** BEGIN SOURCE RECORDS **
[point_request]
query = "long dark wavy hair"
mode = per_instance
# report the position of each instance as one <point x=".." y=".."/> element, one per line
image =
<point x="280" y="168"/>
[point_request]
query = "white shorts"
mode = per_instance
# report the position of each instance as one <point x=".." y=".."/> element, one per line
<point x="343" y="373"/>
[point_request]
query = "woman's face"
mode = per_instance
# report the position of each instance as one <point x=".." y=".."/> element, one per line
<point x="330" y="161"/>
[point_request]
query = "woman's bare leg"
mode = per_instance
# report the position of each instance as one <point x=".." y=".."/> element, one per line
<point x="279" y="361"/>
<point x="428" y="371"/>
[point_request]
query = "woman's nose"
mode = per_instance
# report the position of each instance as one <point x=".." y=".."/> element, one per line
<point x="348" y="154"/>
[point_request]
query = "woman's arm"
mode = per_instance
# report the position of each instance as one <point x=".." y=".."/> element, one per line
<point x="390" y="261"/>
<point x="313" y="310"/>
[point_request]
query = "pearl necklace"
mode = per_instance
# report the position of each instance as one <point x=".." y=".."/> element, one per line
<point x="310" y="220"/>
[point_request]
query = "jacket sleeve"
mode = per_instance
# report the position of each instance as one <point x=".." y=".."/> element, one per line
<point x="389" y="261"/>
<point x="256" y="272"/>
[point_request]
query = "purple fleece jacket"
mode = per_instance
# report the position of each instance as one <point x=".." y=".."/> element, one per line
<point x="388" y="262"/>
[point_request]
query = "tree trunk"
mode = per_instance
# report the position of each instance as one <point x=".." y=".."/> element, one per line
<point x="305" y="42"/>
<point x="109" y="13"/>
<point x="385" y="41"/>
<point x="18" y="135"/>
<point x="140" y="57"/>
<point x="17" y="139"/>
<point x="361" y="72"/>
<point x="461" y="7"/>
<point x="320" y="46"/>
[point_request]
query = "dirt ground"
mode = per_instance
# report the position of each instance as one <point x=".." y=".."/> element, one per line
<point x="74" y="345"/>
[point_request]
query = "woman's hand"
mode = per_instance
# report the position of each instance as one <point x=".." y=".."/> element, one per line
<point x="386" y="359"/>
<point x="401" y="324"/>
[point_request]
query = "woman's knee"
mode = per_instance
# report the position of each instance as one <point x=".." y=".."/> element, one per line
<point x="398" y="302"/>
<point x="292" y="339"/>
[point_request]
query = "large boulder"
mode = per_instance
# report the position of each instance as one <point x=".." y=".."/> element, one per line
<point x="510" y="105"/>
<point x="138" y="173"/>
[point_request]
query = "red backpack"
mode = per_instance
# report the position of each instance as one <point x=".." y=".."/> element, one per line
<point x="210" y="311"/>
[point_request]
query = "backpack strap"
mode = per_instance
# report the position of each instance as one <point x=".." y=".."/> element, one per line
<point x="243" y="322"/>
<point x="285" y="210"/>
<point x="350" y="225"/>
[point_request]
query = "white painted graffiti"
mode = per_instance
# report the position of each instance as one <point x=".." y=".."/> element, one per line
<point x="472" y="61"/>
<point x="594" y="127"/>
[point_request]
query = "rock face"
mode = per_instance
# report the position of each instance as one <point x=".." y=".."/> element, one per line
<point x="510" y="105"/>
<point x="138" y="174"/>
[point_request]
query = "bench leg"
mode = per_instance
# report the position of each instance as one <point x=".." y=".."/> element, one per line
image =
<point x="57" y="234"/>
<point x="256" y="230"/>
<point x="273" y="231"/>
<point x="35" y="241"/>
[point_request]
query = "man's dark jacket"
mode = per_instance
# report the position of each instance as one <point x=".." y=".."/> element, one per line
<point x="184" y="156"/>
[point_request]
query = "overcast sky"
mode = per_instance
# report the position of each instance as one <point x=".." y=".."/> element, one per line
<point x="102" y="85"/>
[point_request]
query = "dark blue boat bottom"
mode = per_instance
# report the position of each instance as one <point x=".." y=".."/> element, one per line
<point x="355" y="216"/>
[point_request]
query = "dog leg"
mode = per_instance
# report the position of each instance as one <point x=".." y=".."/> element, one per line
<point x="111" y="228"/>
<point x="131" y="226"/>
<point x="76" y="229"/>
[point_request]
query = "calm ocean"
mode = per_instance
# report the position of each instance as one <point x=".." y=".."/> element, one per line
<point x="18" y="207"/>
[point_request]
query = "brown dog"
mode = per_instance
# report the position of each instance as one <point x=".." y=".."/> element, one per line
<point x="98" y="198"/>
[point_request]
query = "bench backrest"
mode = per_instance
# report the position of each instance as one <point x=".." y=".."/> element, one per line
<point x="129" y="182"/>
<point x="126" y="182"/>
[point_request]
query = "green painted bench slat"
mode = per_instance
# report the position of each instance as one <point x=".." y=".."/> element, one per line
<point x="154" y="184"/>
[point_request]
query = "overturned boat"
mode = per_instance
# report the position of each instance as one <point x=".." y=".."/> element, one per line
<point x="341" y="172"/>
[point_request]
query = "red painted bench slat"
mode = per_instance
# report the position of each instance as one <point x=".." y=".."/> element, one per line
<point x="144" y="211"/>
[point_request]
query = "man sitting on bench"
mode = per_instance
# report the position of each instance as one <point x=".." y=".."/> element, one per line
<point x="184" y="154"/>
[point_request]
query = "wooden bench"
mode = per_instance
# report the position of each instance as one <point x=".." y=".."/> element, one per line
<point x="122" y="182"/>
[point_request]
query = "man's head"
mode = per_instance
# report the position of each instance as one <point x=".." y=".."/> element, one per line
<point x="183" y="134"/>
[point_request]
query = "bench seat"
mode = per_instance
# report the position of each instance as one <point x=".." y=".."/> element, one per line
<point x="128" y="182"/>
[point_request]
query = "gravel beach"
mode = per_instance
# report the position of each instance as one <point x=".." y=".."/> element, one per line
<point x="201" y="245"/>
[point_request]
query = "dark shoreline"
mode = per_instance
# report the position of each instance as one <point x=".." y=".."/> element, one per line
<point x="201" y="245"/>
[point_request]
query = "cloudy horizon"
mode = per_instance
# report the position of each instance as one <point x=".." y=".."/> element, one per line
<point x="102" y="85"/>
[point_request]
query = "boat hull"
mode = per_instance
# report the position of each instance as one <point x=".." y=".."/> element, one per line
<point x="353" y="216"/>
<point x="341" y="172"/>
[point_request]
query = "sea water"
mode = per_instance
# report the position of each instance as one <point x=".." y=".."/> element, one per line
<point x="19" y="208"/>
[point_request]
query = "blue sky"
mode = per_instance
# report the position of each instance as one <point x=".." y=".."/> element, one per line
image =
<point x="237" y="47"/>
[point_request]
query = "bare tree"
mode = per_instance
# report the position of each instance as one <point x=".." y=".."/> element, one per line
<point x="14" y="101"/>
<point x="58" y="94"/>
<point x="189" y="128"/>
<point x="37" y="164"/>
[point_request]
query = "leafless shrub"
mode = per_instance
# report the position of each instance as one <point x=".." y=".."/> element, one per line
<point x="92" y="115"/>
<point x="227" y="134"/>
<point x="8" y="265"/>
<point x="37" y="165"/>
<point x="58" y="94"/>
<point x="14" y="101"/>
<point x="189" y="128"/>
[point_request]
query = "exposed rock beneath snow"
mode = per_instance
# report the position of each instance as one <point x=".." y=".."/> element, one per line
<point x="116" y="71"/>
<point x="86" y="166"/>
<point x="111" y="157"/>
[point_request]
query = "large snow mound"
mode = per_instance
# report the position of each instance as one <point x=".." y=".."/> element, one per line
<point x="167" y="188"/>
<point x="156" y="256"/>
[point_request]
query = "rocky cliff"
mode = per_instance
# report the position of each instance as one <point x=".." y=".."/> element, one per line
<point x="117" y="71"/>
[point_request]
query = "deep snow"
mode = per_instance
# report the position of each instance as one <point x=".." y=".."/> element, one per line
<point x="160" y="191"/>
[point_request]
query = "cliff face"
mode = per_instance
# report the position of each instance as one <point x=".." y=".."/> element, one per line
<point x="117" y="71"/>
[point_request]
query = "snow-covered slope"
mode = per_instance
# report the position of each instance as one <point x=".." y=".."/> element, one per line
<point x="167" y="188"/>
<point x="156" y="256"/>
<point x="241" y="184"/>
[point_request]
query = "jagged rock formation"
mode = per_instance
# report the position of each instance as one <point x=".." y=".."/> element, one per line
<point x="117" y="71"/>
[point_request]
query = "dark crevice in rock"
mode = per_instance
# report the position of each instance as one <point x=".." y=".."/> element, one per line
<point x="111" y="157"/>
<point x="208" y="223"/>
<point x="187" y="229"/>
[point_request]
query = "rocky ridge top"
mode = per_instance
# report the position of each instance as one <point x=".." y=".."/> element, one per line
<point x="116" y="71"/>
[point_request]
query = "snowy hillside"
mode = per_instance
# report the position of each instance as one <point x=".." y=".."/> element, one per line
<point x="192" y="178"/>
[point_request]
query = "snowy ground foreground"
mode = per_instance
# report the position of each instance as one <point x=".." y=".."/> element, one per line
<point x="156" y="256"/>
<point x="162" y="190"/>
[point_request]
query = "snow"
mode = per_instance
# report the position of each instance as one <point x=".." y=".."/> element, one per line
** END SOURCE RECORDS **
▶ PROBLEM DETAILS
Pick out every line of the data above that contains the string "ground", treating case as significant.

▶ PROBLEM SOLUTION
query = "dirt ground"
query = "snowy ground foreground"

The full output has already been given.